§ **Required task 1**: Reproduce the passage of the Erlang mailing-list post word for word, from "The more I think about" up to and including "say things like...".
§ **Required task 2**: Using the Erlang mailing-list post, explain in one to three sentences what would lead to an SMS being sent to Edmond's phone.

§ **Given text**:
▼
[erlang-questions] How to do this in Erlang -- any suggestions ?

Edmond Begumisa ebegumisa@REDACTED
Tue Jun 14 18:39:27 CEST 2011


The more I think about it, the more I think Banibrata is really onto  
something here!

A generic tool of this nature could be rather useful. If such a tool  
allowed me to say things like...

"If 30 'EXIT' messages appear in supervision subtree Y over a period of  
1sec and 60% of these contain {tcp_error, _} then call  
sasl:set_alarm({'network_down', Y})" in which case an SMS would be sent to  
my phone.

I can think of a million uses for such a tool :)

- Edmond -

On Tue, 14 Jun 2011 06:13:56 +1000, Mihai Balea <mihai@REDACTED> wrote:

>
> On Jun 13, 2011, at 9:12 AM, Banibrata Dutta wrote:
>
>>
>> Well, I haven't. In fact, starting with a small set of possible  
>> patterns, seems to be the most intuitive approach. When I bring in the  
>> thought of permitting non-programmers to write "something" (e.g.  
>> natural language rules, or a simple DSL snippet), and then such a thing  
>> modifying the FSM, without me having to code anything further in  
>> Erlang, is when I am hitting a mental roadblock. I've coded fairly  
>> complex FSM's in C/C++ using the table-based approach. Does gen_fsm  
>> take a similar approach ? Will it be a good, natural fit ? Maybe a  
>> rather naive question for people extremely familiar with Erlang, but  
>> I'm still very much on the learning curve's positive vector.
▲
[Data items]
▼
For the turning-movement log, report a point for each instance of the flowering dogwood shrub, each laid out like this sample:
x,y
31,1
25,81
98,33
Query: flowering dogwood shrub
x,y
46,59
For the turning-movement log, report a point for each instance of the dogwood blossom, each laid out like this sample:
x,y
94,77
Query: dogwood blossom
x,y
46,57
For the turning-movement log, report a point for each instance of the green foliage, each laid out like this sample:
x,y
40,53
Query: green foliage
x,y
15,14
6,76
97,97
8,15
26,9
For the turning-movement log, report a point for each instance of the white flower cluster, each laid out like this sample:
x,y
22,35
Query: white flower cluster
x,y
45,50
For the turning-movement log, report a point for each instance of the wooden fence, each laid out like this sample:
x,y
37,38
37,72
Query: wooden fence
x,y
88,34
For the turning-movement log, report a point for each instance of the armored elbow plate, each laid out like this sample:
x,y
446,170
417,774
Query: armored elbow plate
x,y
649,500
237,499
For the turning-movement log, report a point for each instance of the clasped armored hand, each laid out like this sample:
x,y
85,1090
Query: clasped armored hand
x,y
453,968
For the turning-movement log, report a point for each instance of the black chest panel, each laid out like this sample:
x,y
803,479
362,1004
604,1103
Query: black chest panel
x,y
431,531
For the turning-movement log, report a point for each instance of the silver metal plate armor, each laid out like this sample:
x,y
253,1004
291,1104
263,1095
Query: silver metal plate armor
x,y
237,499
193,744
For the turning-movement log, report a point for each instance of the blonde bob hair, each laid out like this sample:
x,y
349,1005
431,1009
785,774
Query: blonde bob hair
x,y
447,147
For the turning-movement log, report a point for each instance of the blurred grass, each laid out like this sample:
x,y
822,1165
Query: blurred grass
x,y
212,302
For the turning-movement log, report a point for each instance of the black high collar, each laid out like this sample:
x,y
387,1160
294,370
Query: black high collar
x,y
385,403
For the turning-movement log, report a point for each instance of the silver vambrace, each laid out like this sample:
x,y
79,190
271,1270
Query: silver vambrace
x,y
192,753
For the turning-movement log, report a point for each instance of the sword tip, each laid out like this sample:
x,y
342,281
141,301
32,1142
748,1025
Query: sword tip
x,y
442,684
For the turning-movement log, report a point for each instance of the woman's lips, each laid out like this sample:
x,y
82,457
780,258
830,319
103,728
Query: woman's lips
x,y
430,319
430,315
▲
§ **Correct result 1**:
The more I think about it, the more I think Banibrata is really onto  
something here!

A generic tool of this nature could be rather useful. If such a tool  
allowed me to say things like...

§ **Correct result 2**: If 30 'EXIT' messages appeared in supervision subtree Y over 1 second and 60% of them contained {tcp_error, _}, the tool would call sasl:set_alarm({'network_down', Y}). That alarm is the case in which an SMS would be sent to Edmond's phone.